TO DO
Transcribe each of the items below word for word, keeping every line as it appears.

(Coordinate labeling data)
==========
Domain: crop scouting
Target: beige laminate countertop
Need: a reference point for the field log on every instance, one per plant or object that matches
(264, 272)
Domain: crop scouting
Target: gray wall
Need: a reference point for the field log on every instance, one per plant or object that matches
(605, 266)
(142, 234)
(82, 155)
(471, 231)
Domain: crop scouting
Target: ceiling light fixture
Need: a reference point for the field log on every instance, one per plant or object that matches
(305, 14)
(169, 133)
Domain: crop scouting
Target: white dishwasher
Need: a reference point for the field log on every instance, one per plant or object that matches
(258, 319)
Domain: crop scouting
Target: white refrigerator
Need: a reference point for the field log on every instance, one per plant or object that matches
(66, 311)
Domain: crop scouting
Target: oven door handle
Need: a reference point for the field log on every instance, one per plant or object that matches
==========
RESPONSE TO THIS TASK
Domain: crop scouting
Target: beige laminate countertop
Need: a reference point for the field log on every instance, one per plant or object that matches
(264, 272)
Domain: crop scouting
Target: gray wall
Need: a reference point for the field log on every instance, one per plant or object that matches
(605, 266)
(142, 234)
(82, 155)
(471, 231)
Domain: crop scouting
Target: ceiling light fixture
Need: a reference point for the field log on every instance, one per plant or object that matches
(305, 14)
(169, 133)
Domain: crop scouting
Target: white dishwasher
Need: a reference point for the field log on every instance, one per plant or object that matches
(258, 319)
Domain: crop scouting
Target: white refrigerator
Need: a reference point for the field log on every instance, one per plant or object that matches
(66, 311)
Domain: crop scouting
Target: oven door handle
Need: a reference point for the field log on every instance, one per plant or object that matches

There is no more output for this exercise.